* À FAIRE *
A – Répondez à ces questions d'après la critique du roman de Bujda :
(i) Quel personnage est payé en dollars par les truands et les oligarques ?
(ii) Qui « analyse » la situation de la Russie post-communiste ?
(iii) Selon Stalen, de quoi le business russe ne dispose-t-il pas ?
B – Poursuivez, s'il vous plaît, la critique du roman de Bujda après sa dernière phrase.

* PASSAGE FOURNI *
Dans son dernier roman Bujda nous décline une Russie post-communiste où les truands et les oligarques ( truands légals😁) rêvent d'être poète et romancier. Pour soigner leurs âmes délaissés au profit de l'argent , ils louent les services d'un négre payé en dollars. le négre ici est incarné par Stalen, dont la philosophie de sous-locataire ne le lie à rien ni à personne en particulier, sauf soucis quotidiens et relations vides mais nécessaires. Tout ce qui ne sert pas la littérature n'a aucune valeur pour lui.
Avec des titres de chapitres truculents annonçant la pitrerie qui va suivre, Bujda alias Stalen Igrouiev se marre à nous raconter les divers situations absurdes et grotesques que suscite le nouveau statut de Far West sans foi ni loi du pays. Pitreries qui cachent de profondes réflexions sur la littérature ici de surcroît russe, sur l'homme et la situation de la Russie post-communiste, que comble de l'ironie ici est « analysé » par un oligarque 😁, « En tout cas, “le frisson des années quatre-vingt-dix”, c'est une bonne expression, ....Tout le monde succombait au désir et se ruait sur ce qui semblait désirable... les Snickers, les idées, l'alcool... l'air brûlait, tout le monde était pris de frissons, vous avez raison... et les gagnants ont été ceux qui ont su en tirer profit... ceux qui ont cru à l'irréversibilité du changement....Plus exactement, ceux qui ont su grandir. Ceux qui étaient petits et sont devenus grands. Voire énormes. Et plus une personnalité est importante, plus volontiers nous l'isolons du mal. Napoléon, Staline... vous comprenez ? Il s'abstint toutefois de développer. » Cette dernière phrase qui résume l'imbroglio des circonstances est complété par Stalen , « Mais dès qu'il s'agissait d'expliquer comment le petit trafiquant de chewing-gum était devenu multimillionnaire, la langue de Boris changeait : « on résolvait des problèmes », « on apportait à qui de droit », « on a eu de la chance », « on a été soutenus » – sans plus de détails ou presque. Telle est la spécificité du business russe – il maîtrise le discours mais ne dispose pas de sa propre langue. »

* DONNÉES DISPONIBLES *
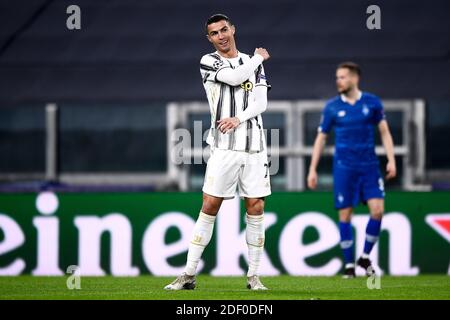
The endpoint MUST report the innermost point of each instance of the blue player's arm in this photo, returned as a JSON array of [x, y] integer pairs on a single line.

* RÉPONSES PAR TÂCHE *
A –
(i) Stalen
(ii) Un oligarque
(iii) De sa propre langue

B –
Dans cette société sans boussole où tout est possible, les paradoxes sont très fréquents et hilarants. Une limousine noire avec chauffeur , loué par Stalen pour aller à un mariage, entre lentement dans la cour étroite de son immeuble, encombrée de voitures rouillées et de bacs poubelles, entre lesquels rôdent des chats pelés et de gros rats, et se gare devant un tas de gravats amassés contre un mur, une vendeuse de cigarette, blonde maigrichonne de quarante ans, en short et collants jaune citron, un petit verre de vodka à la main discute trigonométrie avec sa voisine éméchée qui vend des jeans de fabrication artisanale.....

Entre tragédie et farce, un livre irrésistible où Bujda, le coquin, n'y va par quatre chemins pour nous donner une image d'ensemble grotesque, triste et réaliste de cette Russie post-soviétique, agrémentée de réflexions ironiques sur la littérature et son monde . Il en rajoute de la bouche de Phryné, personnage symbolique du roman “Sans humour vos histoires sembleraient too much “, magnifique clin d'oeil à son propre livre 😁 !
Un écrivain sublime, une prose sublime, un humour sublime, bref un livre sublime !
C'est son quatrième livre que je viens de lire, et dont je ne peux que vous recommander l'imminente lecture. Attention pas pour tous les goûts donc je décline toute responsabilité 😁 et qui n'a rien encore lu de lui et curieuse ou curieux de le découvrir peut tout de suite s'initier avec ce dernier .

« Il croit en Dieu, dit-elle, dès que nous nous fûmes assis dans les fauteuils.
— Ce sont des choses qui arrivent... »

« C'est invraisemblable jusqu'au grotesque : le monde était entier- et il n'est plus. »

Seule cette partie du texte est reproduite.